■ Text block ■
----------------------------------------
# Tyre sun-shades - are they necessary?



## merfy (Mar 12, 2009)

I've seen many motorhomes with sun-shades over their wheels - is this just another gimmick ans something else to buy and carry around?


----------



## geraldandannie (Jun 4, 2006)

Hi Merfy

There is some evidence (I think - I seem to remember a thread on here  ) that UV from the sun degrades the sidewalls of tyres, especially when the wheels aren't turning often.

As our van is stuck down the side of the house, the tyres don't get much direct sunlight, so I'm not too worried about it. If your van is kept out in the open for weeks at a time, or parked on site for long periods, I would say it was worth covering them up.

Gerald


----------



## Landyman (Apr 3, 2010)

My understanding is that, as the previous poster said, it is the UV that damages the rubber. 
It is recommended that caravan tyres are changed after 5 years, even though there is little tread wear in that time and I guess that the same goes for motorhomes if the mileage is low.
Not such a problem on cars as tyre treads are usually well worn before the UV gets a chance to do much damage.

Landyman.


----------



## DTPCHEMICALS (Jul 24, 2006)

our mh tyres are 5 years old showing some cracks on both sides of vehicle.
No direct sunlight on either side. 14k miles.

Mercedes slk tyres 5 years old kept under cover in carport , walls to both sides. no cracks at all 20k miles. Sidewalls look like new.

Both vehicles on Michelins

not conclusive on age or conditions where the vehicle is kept


Dave p
EDIT
The tyres are original as and when vehicles were purchased new.


----------



## erneboy (Feb 8, 2007)

If you do a small annual mileage they might show damage before they wear out. Not a problem for me at around 15,000 miles annually, Alan.


----------



## Rapide561 (Oct 1, 2005)

*Tyres*

Hi

A friend of mine makes and sells wheel covers. PM me if you want more info.

Russell


----------



## JohnsCrossMotorHomes (Jul 21, 2007)

If a van is standing for some time in a very hot sunny climate like Spain, and black rubber absorbs the suns heat, it is advisable.

Peter


----------



## pomme1 (May 19, 2005)
----------------------------------------
■ Data rows ■
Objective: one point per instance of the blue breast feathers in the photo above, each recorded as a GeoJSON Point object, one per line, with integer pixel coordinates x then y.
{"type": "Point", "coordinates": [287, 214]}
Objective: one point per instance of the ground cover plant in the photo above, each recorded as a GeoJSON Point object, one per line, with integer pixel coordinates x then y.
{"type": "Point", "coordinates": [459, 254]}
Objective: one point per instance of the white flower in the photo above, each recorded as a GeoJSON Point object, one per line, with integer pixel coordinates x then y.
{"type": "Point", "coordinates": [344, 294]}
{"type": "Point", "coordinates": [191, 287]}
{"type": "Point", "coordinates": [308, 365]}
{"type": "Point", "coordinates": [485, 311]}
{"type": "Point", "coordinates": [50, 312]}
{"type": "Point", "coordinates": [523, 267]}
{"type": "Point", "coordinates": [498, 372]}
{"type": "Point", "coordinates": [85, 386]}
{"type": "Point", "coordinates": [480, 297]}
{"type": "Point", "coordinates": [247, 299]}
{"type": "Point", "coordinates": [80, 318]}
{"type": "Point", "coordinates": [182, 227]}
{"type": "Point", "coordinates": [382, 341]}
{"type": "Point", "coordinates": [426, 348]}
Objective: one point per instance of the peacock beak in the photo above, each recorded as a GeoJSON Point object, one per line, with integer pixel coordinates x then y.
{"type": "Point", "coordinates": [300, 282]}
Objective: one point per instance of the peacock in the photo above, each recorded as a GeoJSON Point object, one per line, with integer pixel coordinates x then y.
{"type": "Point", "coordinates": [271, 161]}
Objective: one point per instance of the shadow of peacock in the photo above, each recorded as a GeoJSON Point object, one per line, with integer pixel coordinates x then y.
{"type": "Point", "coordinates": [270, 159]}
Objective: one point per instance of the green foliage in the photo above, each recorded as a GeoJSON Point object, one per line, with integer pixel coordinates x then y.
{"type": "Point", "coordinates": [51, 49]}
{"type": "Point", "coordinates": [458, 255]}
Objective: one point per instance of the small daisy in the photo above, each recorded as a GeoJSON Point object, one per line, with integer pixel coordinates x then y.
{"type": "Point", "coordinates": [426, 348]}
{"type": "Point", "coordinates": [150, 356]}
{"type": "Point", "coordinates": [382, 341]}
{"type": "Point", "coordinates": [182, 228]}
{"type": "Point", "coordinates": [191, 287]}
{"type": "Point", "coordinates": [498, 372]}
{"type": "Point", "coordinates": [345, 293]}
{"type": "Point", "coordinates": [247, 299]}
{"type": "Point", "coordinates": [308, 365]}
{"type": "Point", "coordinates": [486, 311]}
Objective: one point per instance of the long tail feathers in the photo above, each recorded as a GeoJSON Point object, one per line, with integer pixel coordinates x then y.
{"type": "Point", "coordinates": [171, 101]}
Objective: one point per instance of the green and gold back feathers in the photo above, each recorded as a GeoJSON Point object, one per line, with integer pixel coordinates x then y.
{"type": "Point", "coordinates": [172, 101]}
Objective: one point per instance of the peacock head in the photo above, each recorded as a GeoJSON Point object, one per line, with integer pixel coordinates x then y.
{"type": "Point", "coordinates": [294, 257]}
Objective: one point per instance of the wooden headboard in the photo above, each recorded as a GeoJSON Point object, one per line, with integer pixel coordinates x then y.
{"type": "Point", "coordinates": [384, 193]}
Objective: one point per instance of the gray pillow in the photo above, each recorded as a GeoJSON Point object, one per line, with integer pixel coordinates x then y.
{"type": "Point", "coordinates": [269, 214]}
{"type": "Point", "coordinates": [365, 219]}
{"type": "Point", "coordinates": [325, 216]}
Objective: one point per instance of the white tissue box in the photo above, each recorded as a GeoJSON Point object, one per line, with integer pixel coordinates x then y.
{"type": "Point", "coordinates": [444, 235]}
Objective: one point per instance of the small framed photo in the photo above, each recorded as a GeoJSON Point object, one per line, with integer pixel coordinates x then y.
----------------------------------------
■ Exercise instructions ■
(1) From the tyre sun-shades thread, extract the passage from "Not such a problem" up to and including "(Jul 24, 2006)".
(2) In the tyre sun-shades thread, what brand of tyres is on both of the vehicles Dave p describes?
(3) Proceed with the tyre sun-shades thread from the point where it stops.

■ Results of the exercise ■
(1)
Not such a problem on cars as tyre treads are usually well worn before the UV gets a chance to do much damage.

Landyman.


----------



## DTPCHEMICALS (Jul 24, 2006)

(2) Michelins

(3)
I have some on my 'van, as the tyres are in full sun when parked on the drive. Taylormade do some very light ones made out of an aluminised material. I think they were £30ish for a set.


----------



## davesport (Nov 12, 2006)

As a non tyre specialist this poses several questions I'd like answers to.

How many things can you think of that will degrade or shorten the life of your tyres.

1. UV ?
2. O2 ?
3 Heat cycles ?
4 Hydrocarbons ?

Personally I'll be replacing my tyres after five years irrespective of their outward condition. Is the exposure to UV during this period going to be relevant ?

D.


----------



## lindyloot (May 20, 2007)

Our MH is 5yrs old and low mileage, the side walls are cracked. Theybwere slightly cracked when we brought it in 07. They are michelines.Last Nov when we had it mot'd the tester thought they would do at least another year. As Rich is concerned about them we emailed micheline. They replied that it is the uv rays which crack the sides of the tyres on MH's and if the cracks show the inner cording to send photos to there technical department. They are not as bad as that ..... yet and we are considering changing them  six michelines OMG better get a bank loan lol. :wink: 
Lin


----------



## wobby (May 1, 2005)

We spend a lot of time in the sun so I cover the tyres up. I started doing this when I notice whilst parked at our place in the Dordogne the tyres getting very hot. Now with the covers on they stay nice and cool, much the same as me when I have a large G&T with ice, sorry digress, :wink: I just feel better with the tyres covered, but does it make any differance, I don't know.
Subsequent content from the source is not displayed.